:: LISTED ENTRIES ::

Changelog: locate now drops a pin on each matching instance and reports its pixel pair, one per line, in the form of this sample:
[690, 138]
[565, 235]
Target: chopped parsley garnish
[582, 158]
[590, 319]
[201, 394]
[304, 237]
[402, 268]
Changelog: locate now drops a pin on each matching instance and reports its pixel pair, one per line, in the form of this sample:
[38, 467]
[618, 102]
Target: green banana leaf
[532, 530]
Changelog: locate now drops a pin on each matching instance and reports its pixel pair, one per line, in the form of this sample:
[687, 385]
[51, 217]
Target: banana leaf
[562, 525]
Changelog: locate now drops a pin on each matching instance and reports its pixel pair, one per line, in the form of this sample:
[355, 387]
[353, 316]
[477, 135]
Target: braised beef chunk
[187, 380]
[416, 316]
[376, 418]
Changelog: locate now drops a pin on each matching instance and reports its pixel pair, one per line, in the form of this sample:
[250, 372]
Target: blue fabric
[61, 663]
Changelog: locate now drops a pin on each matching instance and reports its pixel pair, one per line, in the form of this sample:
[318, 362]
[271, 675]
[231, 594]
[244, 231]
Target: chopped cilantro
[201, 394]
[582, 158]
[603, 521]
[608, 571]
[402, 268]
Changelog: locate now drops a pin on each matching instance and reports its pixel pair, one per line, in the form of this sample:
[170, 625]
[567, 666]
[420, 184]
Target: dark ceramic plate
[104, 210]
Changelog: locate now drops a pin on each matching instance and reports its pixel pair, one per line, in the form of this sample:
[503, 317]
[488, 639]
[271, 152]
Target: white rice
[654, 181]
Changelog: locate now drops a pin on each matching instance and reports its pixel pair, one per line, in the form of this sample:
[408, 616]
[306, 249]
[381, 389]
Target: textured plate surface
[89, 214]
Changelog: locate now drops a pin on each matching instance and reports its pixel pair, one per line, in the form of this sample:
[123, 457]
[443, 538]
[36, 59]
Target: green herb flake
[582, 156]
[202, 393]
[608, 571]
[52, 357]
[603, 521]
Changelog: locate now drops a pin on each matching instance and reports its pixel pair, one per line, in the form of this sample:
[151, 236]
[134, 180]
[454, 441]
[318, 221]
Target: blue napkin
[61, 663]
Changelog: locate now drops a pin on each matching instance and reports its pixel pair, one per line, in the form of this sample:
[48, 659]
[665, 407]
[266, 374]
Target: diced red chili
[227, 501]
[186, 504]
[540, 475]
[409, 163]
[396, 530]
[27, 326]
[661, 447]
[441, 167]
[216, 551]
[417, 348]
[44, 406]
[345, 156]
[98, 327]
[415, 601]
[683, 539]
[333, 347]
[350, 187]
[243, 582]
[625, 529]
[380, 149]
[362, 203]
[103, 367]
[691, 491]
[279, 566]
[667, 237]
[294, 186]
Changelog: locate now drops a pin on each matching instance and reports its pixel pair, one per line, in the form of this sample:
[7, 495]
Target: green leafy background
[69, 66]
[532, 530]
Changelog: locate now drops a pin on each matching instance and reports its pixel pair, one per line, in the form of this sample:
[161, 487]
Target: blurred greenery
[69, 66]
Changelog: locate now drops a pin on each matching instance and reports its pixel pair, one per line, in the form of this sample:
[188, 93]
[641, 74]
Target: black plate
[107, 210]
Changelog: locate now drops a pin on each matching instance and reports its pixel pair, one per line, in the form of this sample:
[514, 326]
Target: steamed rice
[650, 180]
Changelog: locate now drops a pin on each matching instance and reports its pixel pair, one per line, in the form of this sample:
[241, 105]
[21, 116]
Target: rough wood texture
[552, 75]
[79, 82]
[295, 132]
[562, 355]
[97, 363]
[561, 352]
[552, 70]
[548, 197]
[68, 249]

:::

# YOUR TASK
Write down all the entries again without a single difference.

# ANSWER TO THIS TASK
Changelog: locate now drops a pin on each matching instance and reports its pixel pair, one per line, in the form of this sample:
[690, 138]
[565, 235]
Target: chopped parsley garnish
[582, 158]
[590, 319]
[201, 394]
[304, 237]
[402, 268]
Changelog: locate now drops a pin on each matching instance and reports its pixel pair, one per line, in the form of this sample:
[38, 467]
[618, 102]
Target: green banana leaf
[532, 530]
Changelog: locate now drops a pin on each matching instance and reports its pixel pair, one per line, in the form of this sample:
[687, 385]
[51, 217]
Target: banana leaf
[562, 525]
Changelog: locate now drops a pin on each matching instance and reports its pixel pair, one per line, in the form of this sample:
[355, 387]
[353, 316]
[477, 135]
Target: braised beef chunk
[187, 380]
[416, 316]
[376, 418]
Changelog: locate now drops a pin on each matching instance and reports its pixel pair, one per line, in the form of this sample:
[250, 372]
Target: blue fabric
[61, 663]
Changelog: locate now drops a pin on each matching instance and reports its pixel pair, one per line, in the form of this sample:
[318, 362]
[271, 675]
[231, 594]
[244, 231]
Target: chopped cilantro
[201, 394]
[582, 158]
[603, 521]
[608, 571]
[402, 268]
Changelog: locate now drops a pin on each matching instance and reports its pixel pair, one per line, in the form of this sample:
[170, 625]
[567, 666]
[420, 184]
Target: dark ceramic plate
[104, 210]
Changelog: locate now drops a pin on each matching instance and reports its pixel pair, one per line, in the form of this sample:
[503, 317]
[488, 639]
[271, 152]
Target: white rice
[654, 181]
Changelog: locate now drops a pin on each matching instance and reports its pixel pair, one per line, in the form of this sample:
[408, 616]
[306, 249]
[381, 389]
Target: textured plate surface
[89, 214]
Changelog: locate now drops a pin on each matching instance and reports its pixel pair, one per line, in the form of this sample:
[123, 457]
[443, 538]
[36, 59]
Target: green herb flake
[582, 156]
[202, 393]
[608, 571]
[52, 357]
[603, 521]
Changelog: locate now drops a pin on each matching instance and reports its pixel pair, one per line, in the form of this sample:
[151, 236]
[134, 180]
[454, 441]
[318, 221]
Target: blue napkin
[61, 663]
Changelog: locate now drops a pin on each matching instance and reports its pixel pair, one per line, in the form of this sample:
[48, 659]
[665, 407]
[266, 374]
Target: diced red chili
[227, 501]
[186, 504]
[540, 475]
[409, 163]
[396, 530]
[27, 326]
[661, 447]
[441, 167]
[216, 551]
[417, 348]
[44, 406]
[345, 156]
[98, 327]
[415, 601]
[683, 539]
[333, 347]
[350, 187]
[243, 582]
[625, 529]
[380, 149]
[362, 203]
[103, 367]
[691, 491]
[279, 566]
[667, 237]
[294, 186]
Changelog: locate now drops a pin on each matching instance and reports its pixel pair, one per line, in the form of this sample:
[7, 495]
Target: green leafy background
[69, 66]
[532, 530]
Changelog: locate now drops a pin on each matching instance and reports its pixel pair, one per line, in the form of this sample:
[161, 487]
Target: blurred greenery
[69, 66]
Changelog: locate now drops a pin on each matching instance and reports its pixel pair, one per line, in the form of this sample:
[188, 93]
[641, 74]
Target: black plate
[107, 210]
Changelog: locate now drops a pin on each matching instance and reports its pixel pair, one per line, in the form of this sample:
[514, 326]
Target: steamed rice
[650, 180]
Changelog: locate now drops a pin on each matching instance and reports its pixel pair, one per line, in the form of this sample:
[241, 105]
[21, 116]
Target: rough wood texture
[552, 75]
[79, 82]
[295, 132]
[562, 355]
[97, 363]
[561, 352]
[552, 70]
[548, 197]
[68, 249]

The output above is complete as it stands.